### SET OF TASKS:
1. Translate this sentence from the Vidovdan album text into Spanish: "It is their second album with early music of Serbia and their 6th album overall."
2. Answer these questions using the Vidovdan album text.
(a) On which label was Vidovdan released?
(b) Which Ensemble Renaissance album was released in 1987?
(c) Who killed Ottoman Sultan Murad I?
3. Continue the Vidovdan album text from its last sentence.

### SUPPLIED PASSAGE:
--- BEGIN ---

Studio album by Ensemble Renaissance
- Released: 1989
- Genre: Early music
- Label: PGP RTB

Ensemble Renaissance chronology
| Music of Old Serbia (1987) | Vidovdan (1989) | Early Serbian Music (1993) |

= Vidovdan (album) =

Vidovdan is a cassette and album by Ensemble Renaissance, released in 1989 on the PGP RTB label. It is their second album with early music of Serbia and their 6th album overall. It is a collaborative album with another ensemble called "Rukovet". The music represented on the release is a traditional Serbian music in the period of 18th and 19th century.

Vidovdan is actually anniversary of the religious holiday of the same name, the date of special importance to ethnic Serbs: on June 28, 1389, according to the Serbian Orthodox religious tradition, and according to the Serbian romantic (19th century) national identity founding tradition, the Ottoman Empire fought against Serbia in the Battle of Kosovo, and duke Lazar of Serbia was slain in battle. Ottoman Sultan Murad I was killed by the Serbian knight Miloš Obilić.

--- END ---

[Items from a dataset]
--- BEGIN ---

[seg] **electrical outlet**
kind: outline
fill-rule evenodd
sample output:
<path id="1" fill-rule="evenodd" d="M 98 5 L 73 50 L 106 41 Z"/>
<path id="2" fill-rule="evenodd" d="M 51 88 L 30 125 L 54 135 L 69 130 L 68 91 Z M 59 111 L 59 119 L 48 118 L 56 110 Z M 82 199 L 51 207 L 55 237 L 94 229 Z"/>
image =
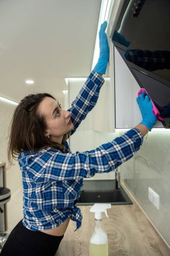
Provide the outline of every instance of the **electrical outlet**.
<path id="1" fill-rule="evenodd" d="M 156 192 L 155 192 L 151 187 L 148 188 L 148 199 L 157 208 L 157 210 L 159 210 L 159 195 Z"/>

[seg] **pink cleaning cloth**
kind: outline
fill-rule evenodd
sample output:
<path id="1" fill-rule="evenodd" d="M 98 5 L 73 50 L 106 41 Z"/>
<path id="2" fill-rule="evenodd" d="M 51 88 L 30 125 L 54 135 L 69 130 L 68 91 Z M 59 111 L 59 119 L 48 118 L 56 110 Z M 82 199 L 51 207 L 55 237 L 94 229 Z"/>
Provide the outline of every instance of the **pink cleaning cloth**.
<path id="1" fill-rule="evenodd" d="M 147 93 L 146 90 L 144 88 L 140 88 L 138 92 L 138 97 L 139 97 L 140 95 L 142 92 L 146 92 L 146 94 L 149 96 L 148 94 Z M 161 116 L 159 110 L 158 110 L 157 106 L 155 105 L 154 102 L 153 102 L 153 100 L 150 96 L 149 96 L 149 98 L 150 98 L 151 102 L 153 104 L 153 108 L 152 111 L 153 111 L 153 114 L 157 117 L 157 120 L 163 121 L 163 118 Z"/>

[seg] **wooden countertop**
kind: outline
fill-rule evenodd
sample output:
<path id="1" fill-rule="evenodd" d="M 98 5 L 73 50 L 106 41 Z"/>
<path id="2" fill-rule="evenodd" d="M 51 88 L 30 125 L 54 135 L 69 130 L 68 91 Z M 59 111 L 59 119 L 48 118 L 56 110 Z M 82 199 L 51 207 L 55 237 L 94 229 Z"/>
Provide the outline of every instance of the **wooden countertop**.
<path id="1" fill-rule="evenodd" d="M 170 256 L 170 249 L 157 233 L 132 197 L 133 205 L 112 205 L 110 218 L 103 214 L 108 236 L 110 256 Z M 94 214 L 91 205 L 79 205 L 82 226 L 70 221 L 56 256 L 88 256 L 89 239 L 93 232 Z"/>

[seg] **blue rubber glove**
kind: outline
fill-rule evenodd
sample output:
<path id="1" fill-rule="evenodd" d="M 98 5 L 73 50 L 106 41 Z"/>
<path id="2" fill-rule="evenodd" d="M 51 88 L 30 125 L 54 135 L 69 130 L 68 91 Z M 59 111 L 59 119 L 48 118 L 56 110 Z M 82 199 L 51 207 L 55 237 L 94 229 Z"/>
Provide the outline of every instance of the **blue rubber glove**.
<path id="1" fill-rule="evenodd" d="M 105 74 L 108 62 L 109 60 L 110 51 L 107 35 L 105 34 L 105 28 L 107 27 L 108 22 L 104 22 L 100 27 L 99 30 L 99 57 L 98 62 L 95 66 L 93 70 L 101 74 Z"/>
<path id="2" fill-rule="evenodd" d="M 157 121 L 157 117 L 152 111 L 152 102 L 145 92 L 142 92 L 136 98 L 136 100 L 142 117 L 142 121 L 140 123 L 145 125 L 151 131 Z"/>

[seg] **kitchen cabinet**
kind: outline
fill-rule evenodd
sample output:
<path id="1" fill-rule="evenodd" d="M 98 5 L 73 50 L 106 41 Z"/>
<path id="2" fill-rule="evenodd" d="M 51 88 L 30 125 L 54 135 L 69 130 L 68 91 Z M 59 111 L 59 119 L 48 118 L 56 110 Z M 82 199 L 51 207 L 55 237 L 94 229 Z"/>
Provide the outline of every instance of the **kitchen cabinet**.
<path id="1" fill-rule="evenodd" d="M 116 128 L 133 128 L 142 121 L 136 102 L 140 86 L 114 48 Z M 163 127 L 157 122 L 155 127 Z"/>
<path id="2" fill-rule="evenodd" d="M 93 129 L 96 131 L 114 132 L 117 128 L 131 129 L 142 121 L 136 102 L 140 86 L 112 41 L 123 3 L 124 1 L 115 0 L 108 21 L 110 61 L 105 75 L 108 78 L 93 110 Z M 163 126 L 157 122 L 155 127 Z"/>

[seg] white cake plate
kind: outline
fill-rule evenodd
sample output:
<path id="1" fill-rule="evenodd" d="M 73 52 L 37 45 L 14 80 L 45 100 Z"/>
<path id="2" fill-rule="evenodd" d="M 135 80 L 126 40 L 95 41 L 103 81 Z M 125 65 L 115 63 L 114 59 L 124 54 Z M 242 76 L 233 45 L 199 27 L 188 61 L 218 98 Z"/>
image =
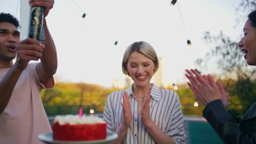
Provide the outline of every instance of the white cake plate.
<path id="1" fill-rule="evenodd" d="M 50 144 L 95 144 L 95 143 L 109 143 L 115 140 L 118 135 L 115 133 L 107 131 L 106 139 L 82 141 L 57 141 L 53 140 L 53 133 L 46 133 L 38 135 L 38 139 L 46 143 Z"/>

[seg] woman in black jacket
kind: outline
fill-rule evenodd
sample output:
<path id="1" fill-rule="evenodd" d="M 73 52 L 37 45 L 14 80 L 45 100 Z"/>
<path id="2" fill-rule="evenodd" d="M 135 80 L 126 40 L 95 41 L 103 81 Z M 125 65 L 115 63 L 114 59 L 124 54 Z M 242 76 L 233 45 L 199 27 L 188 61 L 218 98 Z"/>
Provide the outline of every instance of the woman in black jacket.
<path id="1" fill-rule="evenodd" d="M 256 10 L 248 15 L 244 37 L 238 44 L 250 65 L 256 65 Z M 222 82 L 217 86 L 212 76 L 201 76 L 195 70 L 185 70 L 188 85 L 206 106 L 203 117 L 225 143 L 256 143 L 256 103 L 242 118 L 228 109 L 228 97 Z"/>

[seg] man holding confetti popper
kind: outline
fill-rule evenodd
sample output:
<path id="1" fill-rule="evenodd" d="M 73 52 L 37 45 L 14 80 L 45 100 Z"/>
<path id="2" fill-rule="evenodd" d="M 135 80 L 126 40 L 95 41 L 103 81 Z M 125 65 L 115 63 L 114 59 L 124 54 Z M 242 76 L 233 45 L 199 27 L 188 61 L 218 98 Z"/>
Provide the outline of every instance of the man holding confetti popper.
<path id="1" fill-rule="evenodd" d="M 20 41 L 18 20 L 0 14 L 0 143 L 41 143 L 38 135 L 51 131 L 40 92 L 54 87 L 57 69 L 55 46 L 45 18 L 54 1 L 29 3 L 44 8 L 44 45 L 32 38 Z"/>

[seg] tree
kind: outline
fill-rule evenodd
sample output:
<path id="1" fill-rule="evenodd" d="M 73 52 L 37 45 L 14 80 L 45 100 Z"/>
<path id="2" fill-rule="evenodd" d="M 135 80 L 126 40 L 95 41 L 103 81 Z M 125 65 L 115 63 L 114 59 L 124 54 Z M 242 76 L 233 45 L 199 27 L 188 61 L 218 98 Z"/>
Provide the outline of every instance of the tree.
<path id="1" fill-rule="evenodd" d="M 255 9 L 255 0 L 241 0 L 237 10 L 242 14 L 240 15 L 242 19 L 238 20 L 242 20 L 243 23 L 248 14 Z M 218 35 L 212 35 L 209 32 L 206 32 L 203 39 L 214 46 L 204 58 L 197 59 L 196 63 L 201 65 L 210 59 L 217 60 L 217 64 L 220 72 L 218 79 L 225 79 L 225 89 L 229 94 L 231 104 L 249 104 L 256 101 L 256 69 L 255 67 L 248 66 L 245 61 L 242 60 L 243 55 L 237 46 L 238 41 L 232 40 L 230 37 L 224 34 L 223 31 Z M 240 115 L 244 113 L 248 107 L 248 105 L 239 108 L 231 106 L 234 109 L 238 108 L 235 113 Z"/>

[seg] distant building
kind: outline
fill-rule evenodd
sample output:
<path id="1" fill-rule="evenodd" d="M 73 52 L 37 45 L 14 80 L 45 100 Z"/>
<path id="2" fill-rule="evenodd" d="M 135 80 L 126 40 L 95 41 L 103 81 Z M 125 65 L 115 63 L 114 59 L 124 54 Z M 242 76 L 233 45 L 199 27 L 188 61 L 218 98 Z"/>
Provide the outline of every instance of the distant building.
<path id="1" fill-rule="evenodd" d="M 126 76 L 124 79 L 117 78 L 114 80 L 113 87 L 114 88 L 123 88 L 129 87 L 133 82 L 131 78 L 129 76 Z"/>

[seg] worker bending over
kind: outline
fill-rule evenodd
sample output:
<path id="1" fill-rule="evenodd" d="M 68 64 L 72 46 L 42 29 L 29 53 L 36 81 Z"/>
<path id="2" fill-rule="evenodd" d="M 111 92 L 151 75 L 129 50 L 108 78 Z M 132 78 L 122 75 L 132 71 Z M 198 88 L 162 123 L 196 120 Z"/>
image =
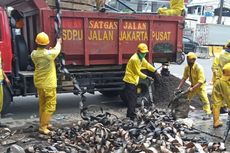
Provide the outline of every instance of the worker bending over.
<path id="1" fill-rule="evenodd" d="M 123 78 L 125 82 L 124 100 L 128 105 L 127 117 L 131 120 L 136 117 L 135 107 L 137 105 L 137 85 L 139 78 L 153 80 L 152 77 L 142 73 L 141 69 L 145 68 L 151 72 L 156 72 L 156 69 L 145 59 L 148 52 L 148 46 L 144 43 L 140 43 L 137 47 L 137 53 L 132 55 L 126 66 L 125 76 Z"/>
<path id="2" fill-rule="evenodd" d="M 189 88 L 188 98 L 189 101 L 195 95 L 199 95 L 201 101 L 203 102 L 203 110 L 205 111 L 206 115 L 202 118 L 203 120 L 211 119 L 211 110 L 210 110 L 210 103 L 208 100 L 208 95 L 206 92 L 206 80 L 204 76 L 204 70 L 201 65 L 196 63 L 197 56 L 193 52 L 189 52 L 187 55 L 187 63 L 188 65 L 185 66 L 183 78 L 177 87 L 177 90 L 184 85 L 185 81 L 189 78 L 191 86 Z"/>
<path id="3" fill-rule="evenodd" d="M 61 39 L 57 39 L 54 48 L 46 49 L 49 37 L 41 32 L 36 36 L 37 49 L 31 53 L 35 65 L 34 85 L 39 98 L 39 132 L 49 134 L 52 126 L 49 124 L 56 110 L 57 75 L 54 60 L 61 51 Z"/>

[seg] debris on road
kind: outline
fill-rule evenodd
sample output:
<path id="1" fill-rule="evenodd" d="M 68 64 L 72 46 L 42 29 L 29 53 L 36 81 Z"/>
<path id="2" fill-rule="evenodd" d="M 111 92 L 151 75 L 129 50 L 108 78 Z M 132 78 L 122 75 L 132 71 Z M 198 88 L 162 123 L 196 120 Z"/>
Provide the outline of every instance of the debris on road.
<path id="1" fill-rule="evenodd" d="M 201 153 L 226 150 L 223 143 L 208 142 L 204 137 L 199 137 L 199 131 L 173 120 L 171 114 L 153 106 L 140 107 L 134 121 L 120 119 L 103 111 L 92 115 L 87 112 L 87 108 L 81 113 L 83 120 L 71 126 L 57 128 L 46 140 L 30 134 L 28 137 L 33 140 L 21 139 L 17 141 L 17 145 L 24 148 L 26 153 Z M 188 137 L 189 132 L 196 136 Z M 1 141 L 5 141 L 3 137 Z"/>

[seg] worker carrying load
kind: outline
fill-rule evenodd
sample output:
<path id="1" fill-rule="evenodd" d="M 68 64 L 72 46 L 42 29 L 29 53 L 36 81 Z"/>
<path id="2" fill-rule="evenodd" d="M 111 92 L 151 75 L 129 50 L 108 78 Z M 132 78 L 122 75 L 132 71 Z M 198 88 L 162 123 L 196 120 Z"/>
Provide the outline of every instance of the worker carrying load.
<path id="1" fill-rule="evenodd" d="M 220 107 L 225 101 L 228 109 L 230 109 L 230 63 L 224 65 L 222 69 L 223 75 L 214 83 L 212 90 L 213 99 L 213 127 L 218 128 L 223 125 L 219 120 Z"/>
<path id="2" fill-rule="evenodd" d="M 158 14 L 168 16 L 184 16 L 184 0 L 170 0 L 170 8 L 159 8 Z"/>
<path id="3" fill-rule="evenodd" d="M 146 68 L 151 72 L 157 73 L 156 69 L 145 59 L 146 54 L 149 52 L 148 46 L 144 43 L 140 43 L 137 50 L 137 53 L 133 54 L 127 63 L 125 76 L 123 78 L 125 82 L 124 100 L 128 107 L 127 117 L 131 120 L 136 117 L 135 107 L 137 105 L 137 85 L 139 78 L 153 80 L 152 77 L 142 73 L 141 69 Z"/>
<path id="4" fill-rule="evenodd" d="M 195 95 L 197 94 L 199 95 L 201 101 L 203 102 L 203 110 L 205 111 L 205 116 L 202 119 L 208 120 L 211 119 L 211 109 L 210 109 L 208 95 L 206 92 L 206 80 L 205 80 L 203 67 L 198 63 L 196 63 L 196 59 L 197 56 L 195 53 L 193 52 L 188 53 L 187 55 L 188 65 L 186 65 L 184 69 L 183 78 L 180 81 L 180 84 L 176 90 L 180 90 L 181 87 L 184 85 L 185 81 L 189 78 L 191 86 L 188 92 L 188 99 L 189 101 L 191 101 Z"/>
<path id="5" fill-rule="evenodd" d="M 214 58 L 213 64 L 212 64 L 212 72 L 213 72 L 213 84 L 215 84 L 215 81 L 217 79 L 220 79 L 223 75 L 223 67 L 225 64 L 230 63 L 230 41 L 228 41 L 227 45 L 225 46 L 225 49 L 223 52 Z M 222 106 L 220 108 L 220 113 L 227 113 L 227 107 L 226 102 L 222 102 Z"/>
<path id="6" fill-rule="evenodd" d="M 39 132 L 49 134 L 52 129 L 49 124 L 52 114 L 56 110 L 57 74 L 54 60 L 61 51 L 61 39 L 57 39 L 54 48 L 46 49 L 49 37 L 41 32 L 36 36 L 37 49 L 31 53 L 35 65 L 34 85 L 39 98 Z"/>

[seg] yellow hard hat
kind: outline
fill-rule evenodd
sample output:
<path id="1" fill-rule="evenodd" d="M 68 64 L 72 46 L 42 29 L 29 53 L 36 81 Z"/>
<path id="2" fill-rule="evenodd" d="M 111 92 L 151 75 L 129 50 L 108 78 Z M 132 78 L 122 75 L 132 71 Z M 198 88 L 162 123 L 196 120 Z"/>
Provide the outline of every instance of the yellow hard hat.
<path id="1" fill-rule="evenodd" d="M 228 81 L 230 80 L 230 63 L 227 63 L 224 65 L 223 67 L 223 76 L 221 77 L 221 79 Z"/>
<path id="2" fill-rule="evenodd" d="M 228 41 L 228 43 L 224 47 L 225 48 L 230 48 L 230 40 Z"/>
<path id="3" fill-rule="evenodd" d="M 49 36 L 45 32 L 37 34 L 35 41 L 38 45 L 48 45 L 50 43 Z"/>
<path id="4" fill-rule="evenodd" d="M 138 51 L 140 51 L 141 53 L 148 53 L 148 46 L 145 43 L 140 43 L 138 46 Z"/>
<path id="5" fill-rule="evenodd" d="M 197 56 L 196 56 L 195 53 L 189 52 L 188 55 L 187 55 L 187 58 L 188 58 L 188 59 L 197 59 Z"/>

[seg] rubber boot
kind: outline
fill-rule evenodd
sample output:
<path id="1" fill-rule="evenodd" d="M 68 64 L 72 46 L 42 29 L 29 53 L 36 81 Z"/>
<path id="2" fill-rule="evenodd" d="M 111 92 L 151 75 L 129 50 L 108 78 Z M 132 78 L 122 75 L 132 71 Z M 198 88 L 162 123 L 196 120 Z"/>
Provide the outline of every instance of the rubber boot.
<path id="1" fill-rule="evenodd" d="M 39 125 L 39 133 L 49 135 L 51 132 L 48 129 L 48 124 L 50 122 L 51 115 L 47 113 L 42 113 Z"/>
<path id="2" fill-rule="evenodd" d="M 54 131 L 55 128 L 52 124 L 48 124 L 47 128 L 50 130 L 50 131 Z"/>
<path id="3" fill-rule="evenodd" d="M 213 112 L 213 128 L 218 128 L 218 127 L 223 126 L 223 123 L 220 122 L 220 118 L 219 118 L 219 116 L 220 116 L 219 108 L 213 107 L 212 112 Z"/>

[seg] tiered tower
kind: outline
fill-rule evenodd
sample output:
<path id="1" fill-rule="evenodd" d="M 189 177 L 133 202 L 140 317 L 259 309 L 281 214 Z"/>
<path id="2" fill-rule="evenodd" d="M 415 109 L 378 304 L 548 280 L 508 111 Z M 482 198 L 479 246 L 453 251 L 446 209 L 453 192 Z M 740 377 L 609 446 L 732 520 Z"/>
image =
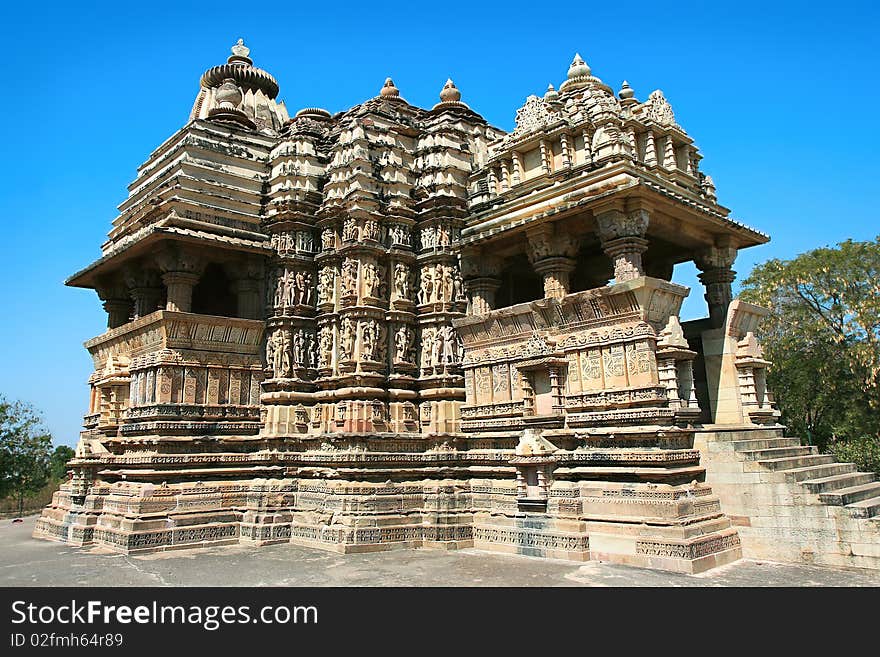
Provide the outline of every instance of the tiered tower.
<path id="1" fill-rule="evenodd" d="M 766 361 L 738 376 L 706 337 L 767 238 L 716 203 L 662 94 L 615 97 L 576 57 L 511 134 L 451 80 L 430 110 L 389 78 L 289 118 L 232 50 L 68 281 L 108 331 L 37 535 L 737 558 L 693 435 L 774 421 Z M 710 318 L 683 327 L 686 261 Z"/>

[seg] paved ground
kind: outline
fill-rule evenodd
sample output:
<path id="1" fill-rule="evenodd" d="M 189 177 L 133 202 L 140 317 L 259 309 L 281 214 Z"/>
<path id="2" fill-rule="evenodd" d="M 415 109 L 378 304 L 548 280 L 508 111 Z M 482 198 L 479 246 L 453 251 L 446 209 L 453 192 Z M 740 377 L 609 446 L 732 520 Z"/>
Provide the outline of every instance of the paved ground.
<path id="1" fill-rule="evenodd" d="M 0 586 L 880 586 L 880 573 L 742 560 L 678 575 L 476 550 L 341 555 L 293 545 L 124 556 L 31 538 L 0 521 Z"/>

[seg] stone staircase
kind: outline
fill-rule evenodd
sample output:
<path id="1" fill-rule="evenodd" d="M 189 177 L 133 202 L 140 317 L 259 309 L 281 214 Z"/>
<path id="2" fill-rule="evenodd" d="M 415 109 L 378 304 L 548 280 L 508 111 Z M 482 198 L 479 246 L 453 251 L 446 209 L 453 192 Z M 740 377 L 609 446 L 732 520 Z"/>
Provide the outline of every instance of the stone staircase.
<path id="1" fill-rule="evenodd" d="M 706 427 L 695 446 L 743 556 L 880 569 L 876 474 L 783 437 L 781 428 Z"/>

--- END ---

### RESPONSES IN ORDER:
1. Es su segundo álbum con música antigua de Serbia y su sexto álbum en total.

2.
(a) PGP RTB
(b) Music of Old Serbia
(c) The Serbian knight Miloš Obilić

3.
==Content==
The Serbs in Vojvodina (within the borders of the Habsburg empire) once again became involved in European musical trends in the eighteenth century, but they did not forget their traditional roots. The patrons of iconostases, portraits and still life paintings also enjoyed music which set itself apart from oriental models. Even so, little is known about ecclesiastical and secular music of that time. The citizenry was becoming musically educated at that time. The centre of folk music was Irig, where gusle players would gather from far and wide. Serbian music developed wherever the Serbs lived in the nineteenth century, in Serbia and the Austro-Hungarian cities where the Serbs had settled, and there were centres in Belgrade and in towns all over Vojvodina. The period itself was earmarked by amateurism, but Serbian music of the Romanticist style began then, based on the folk melodies. Apart from native Serbian musicians, the rise of music was also contributed to by foreigners, especially the Czechs, who were choir leaders in Serbian singing societies, playing in orchestras and teaching in the Serbian schools.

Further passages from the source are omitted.